■ **Short exercise 1**
Extract the essay on women's clothing from "Nothing annoys a" to "on my clothes.", copying it word for word.

One of the topics that holds the potential to incite violent arguments among the most sanguine group of people is what women should or should not wear. Everyone – men, women, children – has an opinion on this issue. If these opinions are made public, especially by powerful men, they affect large numbers of women across class, caste, race and ethnic barriers. Recently, the French president’s personal opinion about a significant item of a Muslim woman’s attire has stirred a hornet’s nest. Well, Mr. Sarkozy better watch out for the juggernaut that will come rolling soon enough!
Nothing annoys a people more than being told by an outsider that their women should or should not wear some form of dress. I don’t know about other women but I know that nothing annoys me more than being told how to dress. I believe that one of the greatest joys of being a woman is that I have the privilege of choosing to drape myself in a range of dresses that begin with the saree and end with the short skirt. Also, being an Indian, the plethora of colours in our markets increases variety in my closet. I have wilfully resisted being influenced by anyone about my choice of clothing. The only factor that has governed my choice was my mood / state of mind. I have hardly paid heed to the unsolicited fashion advice, never allowed my peers to pressure me into choosing one form of dress over another and barely worried about the opinion of community leaders on my clothes.
While experimenting with my personal style, I have driven a gay poet to writing a poem about my sartorial choices, exasperated my mother with a long drawn battle over the issue, driven my dad into repeating the Hindi proverb ap ruchi khana aur per ruchi pehenna countless times, got teased by my siblings, aggressively defended my choice of dress with my extended family and survived disapproving looks from my husband’s extended family. However, I’m yet to control my temper when I hear someone, especially a man, tell me or any other woman in the world what a woman should or should not wear.

■ **Short exercise 2**
Please pull out every line of the rows below that contains the word "tall".

■ **Material for this exercise**
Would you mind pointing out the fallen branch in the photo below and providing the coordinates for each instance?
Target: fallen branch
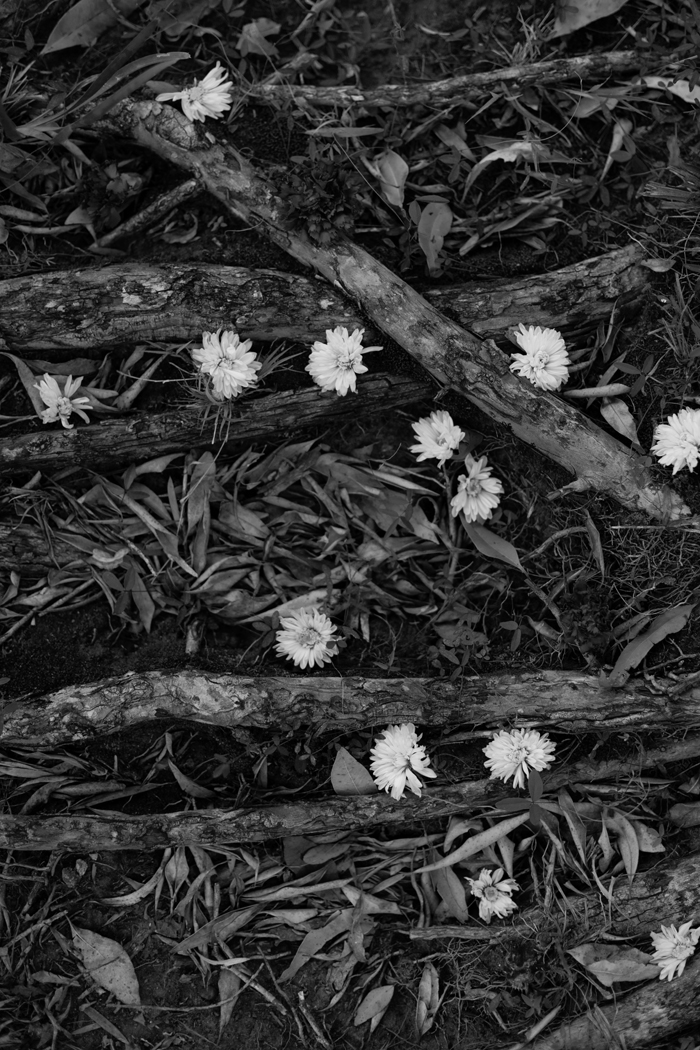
(657, 1010)
(567, 700)
(453, 90)
(455, 358)
(146, 435)
(89, 310)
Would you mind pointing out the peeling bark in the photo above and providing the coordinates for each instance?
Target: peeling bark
(568, 700)
(145, 435)
(453, 90)
(87, 311)
(478, 370)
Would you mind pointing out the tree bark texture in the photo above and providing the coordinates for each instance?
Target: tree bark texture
(453, 90)
(145, 435)
(655, 1011)
(568, 700)
(478, 370)
(86, 311)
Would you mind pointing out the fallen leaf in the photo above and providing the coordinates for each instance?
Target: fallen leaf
(609, 963)
(349, 777)
(374, 1006)
(86, 21)
(667, 623)
(108, 965)
(619, 417)
(572, 15)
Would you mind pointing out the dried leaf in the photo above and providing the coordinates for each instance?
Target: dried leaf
(452, 891)
(667, 623)
(478, 842)
(435, 225)
(681, 88)
(627, 841)
(609, 963)
(86, 21)
(491, 545)
(229, 987)
(572, 15)
(619, 417)
(108, 965)
(391, 171)
(315, 941)
(374, 1005)
(349, 777)
(428, 1000)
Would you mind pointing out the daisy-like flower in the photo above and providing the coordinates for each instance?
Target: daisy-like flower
(397, 757)
(61, 403)
(335, 364)
(674, 947)
(677, 441)
(438, 437)
(229, 361)
(494, 894)
(210, 97)
(306, 637)
(545, 361)
(479, 494)
(513, 753)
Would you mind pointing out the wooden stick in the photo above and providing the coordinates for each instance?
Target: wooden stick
(453, 90)
(135, 301)
(478, 370)
(567, 700)
(146, 435)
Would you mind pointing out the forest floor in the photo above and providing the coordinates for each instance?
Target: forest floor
(521, 181)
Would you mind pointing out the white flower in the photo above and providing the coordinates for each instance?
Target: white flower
(545, 361)
(677, 441)
(674, 947)
(61, 402)
(438, 437)
(306, 637)
(494, 894)
(397, 757)
(334, 364)
(514, 753)
(479, 492)
(228, 361)
(210, 97)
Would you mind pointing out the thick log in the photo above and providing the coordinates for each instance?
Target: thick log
(453, 89)
(478, 370)
(144, 435)
(655, 1011)
(88, 311)
(566, 700)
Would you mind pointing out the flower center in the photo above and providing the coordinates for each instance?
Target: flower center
(310, 637)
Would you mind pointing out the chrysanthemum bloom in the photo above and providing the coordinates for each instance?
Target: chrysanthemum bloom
(397, 757)
(545, 361)
(335, 364)
(479, 494)
(677, 441)
(61, 402)
(438, 437)
(210, 97)
(674, 947)
(306, 637)
(494, 894)
(229, 361)
(513, 753)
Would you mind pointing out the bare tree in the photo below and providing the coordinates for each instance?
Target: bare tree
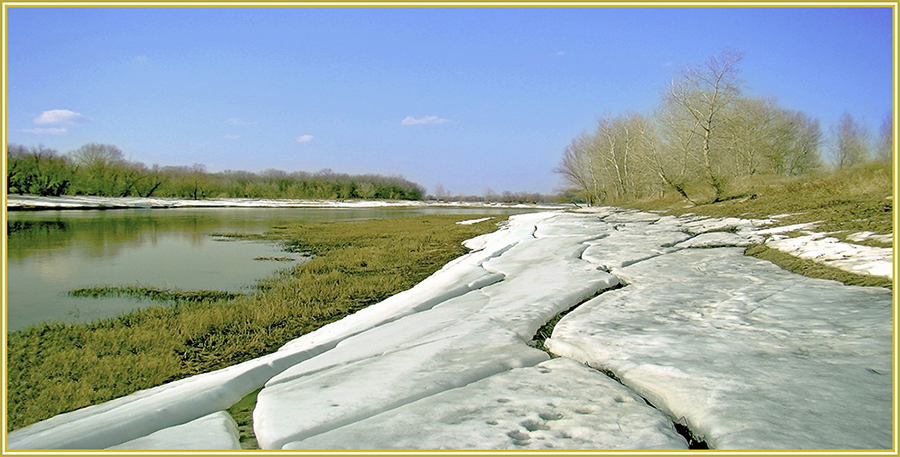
(850, 142)
(580, 170)
(703, 92)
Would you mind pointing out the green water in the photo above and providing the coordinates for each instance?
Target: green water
(53, 252)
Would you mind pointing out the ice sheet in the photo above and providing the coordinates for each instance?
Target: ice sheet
(746, 354)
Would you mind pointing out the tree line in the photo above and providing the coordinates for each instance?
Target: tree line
(705, 136)
(102, 170)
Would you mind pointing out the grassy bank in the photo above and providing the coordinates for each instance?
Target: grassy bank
(841, 203)
(53, 369)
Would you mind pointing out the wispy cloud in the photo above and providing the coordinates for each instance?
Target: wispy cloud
(427, 120)
(47, 131)
(59, 116)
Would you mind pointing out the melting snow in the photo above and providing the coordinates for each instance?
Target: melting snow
(746, 354)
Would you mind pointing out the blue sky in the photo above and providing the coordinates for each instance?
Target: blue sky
(468, 98)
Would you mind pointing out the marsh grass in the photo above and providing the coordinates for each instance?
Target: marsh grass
(154, 294)
(55, 368)
(853, 200)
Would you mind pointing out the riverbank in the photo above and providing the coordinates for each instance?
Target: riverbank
(741, 353)
(58, 368)
(34, 203)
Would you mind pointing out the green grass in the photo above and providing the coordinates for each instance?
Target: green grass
(52, 369)
(242, 413)
(847, 201)
(154, 294)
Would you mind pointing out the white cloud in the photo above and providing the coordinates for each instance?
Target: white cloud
(47, 131)
(427, 120)
(59, 116)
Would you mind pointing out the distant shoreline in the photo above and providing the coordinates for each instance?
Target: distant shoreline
(38, 203)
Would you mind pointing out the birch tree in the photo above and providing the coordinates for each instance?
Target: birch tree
(885, 151)
(850, 142)
(703, 93)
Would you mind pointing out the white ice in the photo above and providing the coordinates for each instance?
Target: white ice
(855, 258)
(747, 355)
(215, 431)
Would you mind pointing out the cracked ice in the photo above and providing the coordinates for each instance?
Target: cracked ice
(745, 354)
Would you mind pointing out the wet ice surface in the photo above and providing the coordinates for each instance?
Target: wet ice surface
(749, 356)
(746, 355)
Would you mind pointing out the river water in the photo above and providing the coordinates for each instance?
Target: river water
(53, 252)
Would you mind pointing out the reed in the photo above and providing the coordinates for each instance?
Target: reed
(55, 368)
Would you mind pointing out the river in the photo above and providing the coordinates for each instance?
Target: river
(53, 252)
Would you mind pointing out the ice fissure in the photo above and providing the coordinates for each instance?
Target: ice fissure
(700, 337)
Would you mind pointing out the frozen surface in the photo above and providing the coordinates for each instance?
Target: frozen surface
(747, 355)
(558, 404)
(850, 257)
(215, 431)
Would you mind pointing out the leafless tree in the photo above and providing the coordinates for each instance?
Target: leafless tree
(703, 93)
(886, 139)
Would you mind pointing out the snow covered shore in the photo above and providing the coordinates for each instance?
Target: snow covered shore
(748, 356)
(32, 202)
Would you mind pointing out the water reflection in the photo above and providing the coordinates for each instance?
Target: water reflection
(53, 252)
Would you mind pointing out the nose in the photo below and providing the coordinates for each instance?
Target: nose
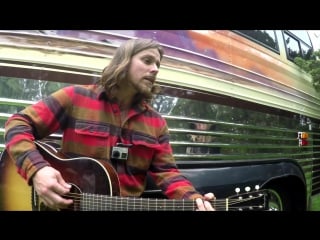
(154, 68)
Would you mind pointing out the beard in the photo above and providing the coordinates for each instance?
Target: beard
(144, 89)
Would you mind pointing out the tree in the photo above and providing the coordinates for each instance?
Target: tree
(311, 66)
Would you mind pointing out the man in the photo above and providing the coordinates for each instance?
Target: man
(99, 119)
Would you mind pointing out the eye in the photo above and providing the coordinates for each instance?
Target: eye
(147, 61)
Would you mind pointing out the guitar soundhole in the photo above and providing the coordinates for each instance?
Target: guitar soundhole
(39, 205)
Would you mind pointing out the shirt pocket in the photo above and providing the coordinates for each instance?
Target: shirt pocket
(144, 146)
(93, 134)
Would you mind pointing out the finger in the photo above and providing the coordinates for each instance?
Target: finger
(208, 206)
(200, 204)
(209, 196)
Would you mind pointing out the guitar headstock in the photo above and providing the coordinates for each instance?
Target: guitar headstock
(256, 200)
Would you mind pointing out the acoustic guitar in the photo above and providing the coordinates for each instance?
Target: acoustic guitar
(95, 187)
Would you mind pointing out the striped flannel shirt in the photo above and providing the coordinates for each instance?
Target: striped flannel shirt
(91, 125)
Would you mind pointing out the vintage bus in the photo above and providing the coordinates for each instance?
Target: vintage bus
(241, 113)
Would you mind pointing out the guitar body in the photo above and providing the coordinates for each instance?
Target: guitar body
(84, 174)
(95, 187)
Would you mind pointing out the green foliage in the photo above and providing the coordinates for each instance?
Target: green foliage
(311, 66)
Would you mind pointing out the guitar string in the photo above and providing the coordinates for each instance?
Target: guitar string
(102, 202)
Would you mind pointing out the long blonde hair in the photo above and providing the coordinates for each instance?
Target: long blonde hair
(116, 71)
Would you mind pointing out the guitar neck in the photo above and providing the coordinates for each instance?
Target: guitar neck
(93, 202)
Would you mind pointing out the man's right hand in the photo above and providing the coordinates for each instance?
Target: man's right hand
(51, 187)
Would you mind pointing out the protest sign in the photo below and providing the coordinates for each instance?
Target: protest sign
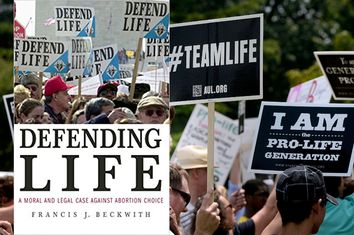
(88, 87)
(75, 21)
(10, 110)
(226, 139)
(105, 61)
(320, 135)
(317, 90)
(217, 60)
(338, 66)
(41, 55)
(79, 55)
(145, 19)
(91, 179)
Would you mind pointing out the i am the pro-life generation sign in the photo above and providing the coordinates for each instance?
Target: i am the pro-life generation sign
(217, 60)
(319, 135)
(338, 66)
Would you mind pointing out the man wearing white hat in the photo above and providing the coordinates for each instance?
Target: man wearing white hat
(193, 159)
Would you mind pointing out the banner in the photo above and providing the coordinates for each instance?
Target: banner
(310, 134)
(80, 52)
(91, 179)
(105, 61)
(227, 142)
(317, 90)
(217, 60)
(41, 55)
(75, 21)
(338, 66)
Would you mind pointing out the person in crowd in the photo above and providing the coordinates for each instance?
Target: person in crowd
(301, 200)
(79, 117)
(339, 219)
(57, 100)
(226, 224)
(108, 90)
(152, 110)
(207, 218)
(77, 104)
(30, 109)
(256, 194)
(31, 82)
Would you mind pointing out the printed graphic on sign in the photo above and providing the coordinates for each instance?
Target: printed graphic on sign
(338, 66)
(75, 21)
(217, 60)
(227, 142)
(91, 179)
(317, 90)
(80, 55)
(41, 55)
(309, 134)
(106, 62)
(147, 19)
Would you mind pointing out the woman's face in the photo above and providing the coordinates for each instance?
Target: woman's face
(36, 114)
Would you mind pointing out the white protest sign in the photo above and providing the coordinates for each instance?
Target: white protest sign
(317, 90)
(75, 21)
(88, 87)
(105, 61)
(227, 142)
(41, 55)
(147, 19)
(80, 51)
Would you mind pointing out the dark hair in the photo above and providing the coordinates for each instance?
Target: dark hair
(253, 185)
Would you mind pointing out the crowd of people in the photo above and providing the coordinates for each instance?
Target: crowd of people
(301, 201)
(51, 103)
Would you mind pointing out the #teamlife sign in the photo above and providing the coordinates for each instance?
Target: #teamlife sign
(41, 55)
(91, 179)
(217, 60)
(147, 19)
(75, 21)
(105, 61)
(338, 66)
(320, 135)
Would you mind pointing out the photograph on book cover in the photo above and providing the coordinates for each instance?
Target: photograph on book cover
(94, 63)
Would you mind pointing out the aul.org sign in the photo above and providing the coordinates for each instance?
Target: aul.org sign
(217, 60)
(292, 134)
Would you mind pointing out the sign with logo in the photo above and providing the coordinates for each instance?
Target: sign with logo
(41, 55)
(146, 19)
(338, 66)
(227, 142)
(310, 134)
(10, 110)
(75, 21)
(105, 61)
(19, 30)
(91, 179)
(317, 90)
(217, 60)
(80, 53)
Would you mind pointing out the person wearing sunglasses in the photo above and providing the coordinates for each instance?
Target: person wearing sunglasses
(152, 110)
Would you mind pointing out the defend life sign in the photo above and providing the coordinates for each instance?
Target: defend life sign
(217, 60)
(338, 66)
(146, 19)
(41, 55)
(227, 142)
(75, 21)
(105, 61)
(292, 134)
(98, 179)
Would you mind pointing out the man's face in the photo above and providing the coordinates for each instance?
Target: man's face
(62, 99)
(152, 115)
(177, 200)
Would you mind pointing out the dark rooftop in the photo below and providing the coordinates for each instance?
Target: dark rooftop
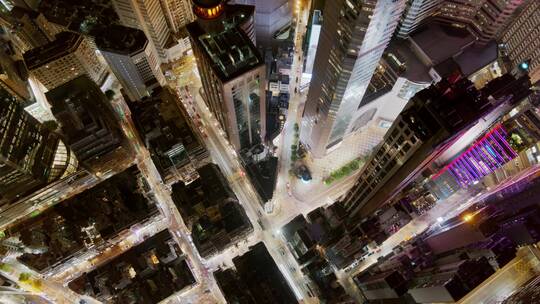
(229, 50)
(439, 42)
(207, 3)
(64, 44)
(121, 39)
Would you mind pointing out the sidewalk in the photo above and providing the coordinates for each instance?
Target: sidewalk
(353, 146)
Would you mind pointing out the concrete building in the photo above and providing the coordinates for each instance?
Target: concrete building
(521, 39)
(232, 71)
(86, 118)
(67, 57)
(449, 282)
(422, 132)
(23, 30)
(12, 74)
(484, 18)
(132, 59)
(178, 13)
(150, 17)
(350, 47)
(416, 13)
(271, 16)
(168, 133)
(314, 32)
(31, 155)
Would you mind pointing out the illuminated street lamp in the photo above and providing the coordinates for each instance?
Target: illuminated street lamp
(468, 217)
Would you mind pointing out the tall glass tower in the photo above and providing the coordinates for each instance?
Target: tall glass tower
(353, 38)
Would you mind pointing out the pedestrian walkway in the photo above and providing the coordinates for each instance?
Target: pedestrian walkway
(355, 145)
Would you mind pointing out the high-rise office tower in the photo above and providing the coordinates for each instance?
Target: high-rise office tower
(23, 30)
(353, 38)
(132, 59)
(485, 18)
(428, 125)
(271, 16)
(416, 13)
(86, 118)
(522, 39)
(232, 71)
(12, 74)
(178, 13)
(148, 16)
(30, 154)
(67, 57)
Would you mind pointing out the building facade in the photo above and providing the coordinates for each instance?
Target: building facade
(522, 39)
(86, 118)
(232, 73)
(67, 57)
(11, 77)
(484, 18)
(416, 13)
(271, 16)
(178, 13)
(422, 132)
(23, 30)
(31, 156)
(132, 59)
(353, 39)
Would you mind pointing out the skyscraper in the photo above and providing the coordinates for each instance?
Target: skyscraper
(353, 39)
(522, 39)
(430, 123)
(20, 24)
(178, 13)
(67, 57)
(148, 16)
(11, 76)
(132, 59)
(86, 118)
(271, 16)
(232, 70)
(30, 154)
(415, 14)
(485, 18)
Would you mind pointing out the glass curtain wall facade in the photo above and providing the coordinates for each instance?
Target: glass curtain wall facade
(353, 38)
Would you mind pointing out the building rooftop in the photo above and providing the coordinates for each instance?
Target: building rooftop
(229, 50)
(211, 210)
(121, 39)
(64, 44)
(146, 273)
(439, 42)
(475, 58)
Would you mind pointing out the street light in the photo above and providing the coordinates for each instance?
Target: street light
(468, 217)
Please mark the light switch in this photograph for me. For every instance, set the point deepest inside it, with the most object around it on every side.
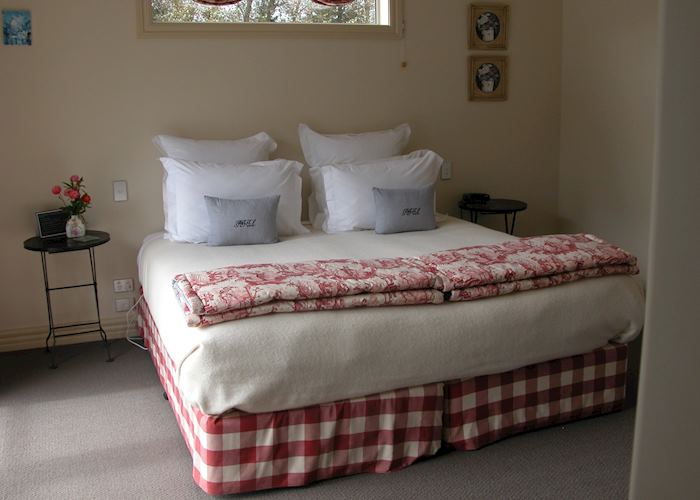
(120, 192)
(446, 170)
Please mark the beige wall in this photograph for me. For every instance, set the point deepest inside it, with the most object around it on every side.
(609, 67)
(89, 95)
(667, 439)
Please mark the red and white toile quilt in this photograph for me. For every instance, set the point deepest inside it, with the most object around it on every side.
(468, 273)
(237, 292)
(527, 263)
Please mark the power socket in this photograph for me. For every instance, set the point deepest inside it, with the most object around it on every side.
(123, 285)
(446, 170)
(123, 304)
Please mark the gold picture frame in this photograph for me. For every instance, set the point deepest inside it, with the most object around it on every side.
(488, 78)
(488, 26)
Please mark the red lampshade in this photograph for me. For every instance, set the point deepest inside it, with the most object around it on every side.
(332, 3)
(217, 2)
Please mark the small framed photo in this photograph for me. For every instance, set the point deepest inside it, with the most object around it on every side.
(16, 27)
(52, 223)
(488, 78)
(488, 26)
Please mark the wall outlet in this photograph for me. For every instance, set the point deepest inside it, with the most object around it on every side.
(123, 285)
(123, 304)
(446, 170)
(120, 191)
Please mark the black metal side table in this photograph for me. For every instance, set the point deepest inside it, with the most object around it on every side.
(494, 206)
(91, 240)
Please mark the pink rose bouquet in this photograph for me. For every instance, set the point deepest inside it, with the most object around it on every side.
(73, 195)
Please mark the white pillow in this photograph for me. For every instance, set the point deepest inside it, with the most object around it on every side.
(240, 151)
(348, 188)
(187, 182)
(320, 149)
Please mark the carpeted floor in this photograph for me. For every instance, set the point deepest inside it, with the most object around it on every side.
(95, 430)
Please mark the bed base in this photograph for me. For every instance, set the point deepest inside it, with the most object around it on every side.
(241, 452)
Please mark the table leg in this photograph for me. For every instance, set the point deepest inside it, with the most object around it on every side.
(103, 335)
(51, 334)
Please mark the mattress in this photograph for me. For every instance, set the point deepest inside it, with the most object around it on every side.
(286, 361)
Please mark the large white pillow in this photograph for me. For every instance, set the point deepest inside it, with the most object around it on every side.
(320, 149)
(348, 188)
(187, 182)
(238, 151)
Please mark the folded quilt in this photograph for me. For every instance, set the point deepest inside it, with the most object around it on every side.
(238, 292)
(468, 273)
(526, 263)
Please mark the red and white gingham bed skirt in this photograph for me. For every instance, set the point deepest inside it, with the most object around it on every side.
(241, 452)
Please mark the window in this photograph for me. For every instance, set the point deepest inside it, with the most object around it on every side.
(373, 18)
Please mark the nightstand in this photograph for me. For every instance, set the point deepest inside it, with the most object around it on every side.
(46, 246)
(494, 206)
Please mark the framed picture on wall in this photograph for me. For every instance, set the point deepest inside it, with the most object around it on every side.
(488, 26)
(488, 78)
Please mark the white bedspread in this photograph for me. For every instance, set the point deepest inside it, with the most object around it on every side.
(285, 361)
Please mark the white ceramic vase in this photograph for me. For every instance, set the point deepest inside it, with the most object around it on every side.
(75, 227)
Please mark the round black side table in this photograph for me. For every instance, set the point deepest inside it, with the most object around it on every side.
(45, 246)
(494, 206)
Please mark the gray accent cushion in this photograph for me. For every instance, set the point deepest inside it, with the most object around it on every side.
(242, 222)
(401, 210)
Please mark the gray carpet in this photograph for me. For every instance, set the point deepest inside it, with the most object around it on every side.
(92, 429)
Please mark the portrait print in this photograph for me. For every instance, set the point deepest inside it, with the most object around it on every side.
(488, 26)
(487, 77)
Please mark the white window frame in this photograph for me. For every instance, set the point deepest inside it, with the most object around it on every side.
(148, 29)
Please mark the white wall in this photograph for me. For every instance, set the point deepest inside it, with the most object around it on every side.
(667, 436)
(89, 94)
(609, 67)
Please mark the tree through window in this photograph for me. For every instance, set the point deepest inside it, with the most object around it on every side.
(357, 12)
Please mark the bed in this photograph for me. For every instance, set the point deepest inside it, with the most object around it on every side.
(288, 399)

■ **Task solution 1**
Nothing annoys a people more than being told by an outsider that their women should or should not wear some form of dress. I don’t know about other women but I know that nothing annoys me more than being told how to dress. I believe that one of the greatest joys of being a woman is that I have the privilege of choosing to drape myself in a range of dresses that begin with the saree and end with the short skirt. Also, being an Indian, the plethora of colours in our markets increases variety in my closet. I have wilfully resisted being influenced by anyone about my choice of clothing. The only factor that has governed my choice was my mood / state of mind. I have hardly paid heed to the unsolicited fashion advice, never allowed my peers to pressure me into choosing one form of dress over another and barely worried about the opinion of community leaders on my clothes.

■ **Task solution 2**
Would you mind pointing out the tall glass tower in the photo above and providing the coordinates for each instance?
Target: tall glass tower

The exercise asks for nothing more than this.